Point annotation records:
[start]

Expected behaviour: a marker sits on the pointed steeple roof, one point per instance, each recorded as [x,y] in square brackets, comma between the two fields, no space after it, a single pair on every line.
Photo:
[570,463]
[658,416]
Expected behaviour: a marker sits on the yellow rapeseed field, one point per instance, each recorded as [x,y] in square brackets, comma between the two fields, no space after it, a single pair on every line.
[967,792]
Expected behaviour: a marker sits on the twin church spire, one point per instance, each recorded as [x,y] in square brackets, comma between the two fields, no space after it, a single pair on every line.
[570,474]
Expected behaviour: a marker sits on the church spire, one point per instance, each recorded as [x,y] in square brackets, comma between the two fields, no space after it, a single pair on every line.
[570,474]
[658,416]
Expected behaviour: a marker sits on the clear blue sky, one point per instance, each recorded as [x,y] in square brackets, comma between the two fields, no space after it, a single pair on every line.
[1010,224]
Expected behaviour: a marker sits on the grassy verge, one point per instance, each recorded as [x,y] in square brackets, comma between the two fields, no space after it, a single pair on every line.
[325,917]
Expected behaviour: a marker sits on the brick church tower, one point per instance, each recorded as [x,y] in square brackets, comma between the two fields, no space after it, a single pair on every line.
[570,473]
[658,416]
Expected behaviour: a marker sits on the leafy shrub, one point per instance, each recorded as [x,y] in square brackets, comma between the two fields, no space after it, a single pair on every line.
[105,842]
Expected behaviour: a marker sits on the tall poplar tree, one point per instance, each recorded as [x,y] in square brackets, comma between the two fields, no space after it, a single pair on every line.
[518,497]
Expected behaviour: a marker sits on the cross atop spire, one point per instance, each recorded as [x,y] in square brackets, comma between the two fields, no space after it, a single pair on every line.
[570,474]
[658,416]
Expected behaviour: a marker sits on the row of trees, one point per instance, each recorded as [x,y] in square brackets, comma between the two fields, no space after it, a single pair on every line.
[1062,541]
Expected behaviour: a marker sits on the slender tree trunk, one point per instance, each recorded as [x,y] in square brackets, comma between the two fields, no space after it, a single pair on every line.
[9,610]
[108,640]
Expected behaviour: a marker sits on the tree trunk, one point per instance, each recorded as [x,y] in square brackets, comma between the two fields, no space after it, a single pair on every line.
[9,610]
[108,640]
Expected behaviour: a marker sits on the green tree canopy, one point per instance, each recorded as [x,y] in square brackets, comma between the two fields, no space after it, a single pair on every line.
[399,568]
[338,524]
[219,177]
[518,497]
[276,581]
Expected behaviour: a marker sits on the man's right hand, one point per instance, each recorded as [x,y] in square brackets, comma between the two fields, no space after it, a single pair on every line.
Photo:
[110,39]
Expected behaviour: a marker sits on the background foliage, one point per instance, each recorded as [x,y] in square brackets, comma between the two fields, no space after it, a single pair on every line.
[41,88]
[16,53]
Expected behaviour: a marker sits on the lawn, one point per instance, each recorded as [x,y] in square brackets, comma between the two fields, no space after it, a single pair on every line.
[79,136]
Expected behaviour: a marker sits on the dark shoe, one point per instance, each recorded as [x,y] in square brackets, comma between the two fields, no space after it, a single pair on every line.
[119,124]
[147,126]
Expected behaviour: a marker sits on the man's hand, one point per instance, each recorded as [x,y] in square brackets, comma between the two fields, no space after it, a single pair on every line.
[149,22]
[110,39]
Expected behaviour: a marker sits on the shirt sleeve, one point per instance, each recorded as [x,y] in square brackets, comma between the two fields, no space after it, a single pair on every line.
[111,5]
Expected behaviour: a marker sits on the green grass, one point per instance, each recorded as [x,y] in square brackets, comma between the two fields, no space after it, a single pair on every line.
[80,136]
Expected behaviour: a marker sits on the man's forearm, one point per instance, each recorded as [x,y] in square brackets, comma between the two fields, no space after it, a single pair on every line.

[end]

Transcribe the data above in full, exactly.

Expected behaviour: a marker sits on the pointed steeple roof, one point per instance, each recorded as [x,y] in square brackets, comma between the two fields, no space after it, a single pair on every line.
Photo:
[570,463]
[658,416]
Expected behaviour: a marker sits on the yellow rapeseed field, one point per instance, each recorded as [x,y] in square brackets, comma between the two fields, no space after it, a single pair on every line.
[967,792]
Expected behaviour: a marker sits on the twin church spire, one point per instance, each recorded as [x,y] in square brackets, comma between the two fields, no space after it, a single pair on every line.
[570,474]
Expected behaviour: a marker sits on the church spire, one point per instance, each recorded as [x,y] in square brackets, comma between the two fields, no space after it, a single pair on every line.
[570,474]
[658,416]
Expected behaviour: a marker sits on the clear blue sky, one point per instance, each recorded as [x,y] in square brackets, comma between the two fields, no space after it, a single pair on every line.
[1010,224]
Expected behaviour: a marker sits on the grassy verge, one point per instance, each recorded as [x,y] in square brackets, comma between the two fields, no space after it, a single pair on every line.
[325,917]
Expected behaviour: a marker sits on the brick church tower, one point per instance, each recorded as [x,y] in square brackets, comma between the two fields, no space after it, a single pair on every line.
[570,473]
[658,416]
Expected behaviour: a marker sits on the leafy shrub, one point per instance, each recorded as [x,y] in square brackets, comma between the two fields, no space after it, a single pair on every line.
[105,842]
Expected behaviour: a marker sits on the tall poplar tree, one point per instance, each recorded as [x,y] in square brackets, comma between the two fields, no space after it, a single pair on every line.
[518,497]
Expected behaviour: a marker sits on the cross atop spire, one point per instance, each recorded as [x,y] in square brackets, comma between the two fields, no space after it, a single pair on every line.
[570,474]
[658,416]
Expected behaviour: a marker sits on the row of trees, one point per instance, each recorded as [x,y] in square brackets, comma between the two fields, no space after it, a single pair on every line.
[1062,541]
Expected behaviour: a marker sits on the slender tree trunk, one point per instance, each recorded as [x,y] in square brackets, comma between the two fields, no space after it, a single pair on every line.
[9,610]
[108,640]
Expected behaviour: a marker sits on the tree trunk, one point per instance, each recorded as [x,y] in square brackets, comma between the two fields, no space after it, a single pair on every line.
[9,610]
[108,640]
Expected behaviour: a marker sits on the green tree canopy, one point per instance, each recorded as [x,y] in square brackets, comma between the two fields, no space after it, a single pair on every line.
[399,568]
[338,524]
[219,177]
[518,497]
[276,581]
Expected behaviour: a marker sits on the man's right hand, one point per instance, each recorded as [x,y] in square brackets, comma between the two fields, no space after it, a single pair on every line.
Photo:
[110,39]
Expected behaviour: a marker sits on the background foliage, one point per instance, each recorded as [x,y] in square brackets, comma between the two fields, no space after it, a single pair on every line.
[41,88]
[16,53]
Expected behaviour: a marker sits on the lawn, one point per instance, each recorded as [x,y] in square brackets, comma between the two fields, no space after it, a single pair on every line.
[79,136]
Expected behaviour: a marker sits on the dark shoe, one point per instance, each recorded as [x,y] in square brackets, comma between the two fields, no space after it, a single pair on every line.
[119,124]
[147,126]
Expected behaviour: a marker sits on the man's hand, one point per instance, each recorded as [x,y] in square brackets, comma between the two fields, no space after it, a single pair on every line.
[149,22]
[110,39]
Expected behaviour: a marker sits on the shirt sleeve, one point per instance, each recorded as [x,y] in square brackets, comma between the two fields, no space after it, a single pair on every line.
[111,5]
Expected behaviour: a marker sits on the green grass, one point per instance, each recorded as [x,y] in square brackets, comma between the two fields, no space after it, a single pair on every line.
[80,136]
Expected behaviour: a marker sits on the man's forearm, one point per instance, each recorded as [x,y] in square brackets, comma between the two fields, no space after it, a single pair on every line.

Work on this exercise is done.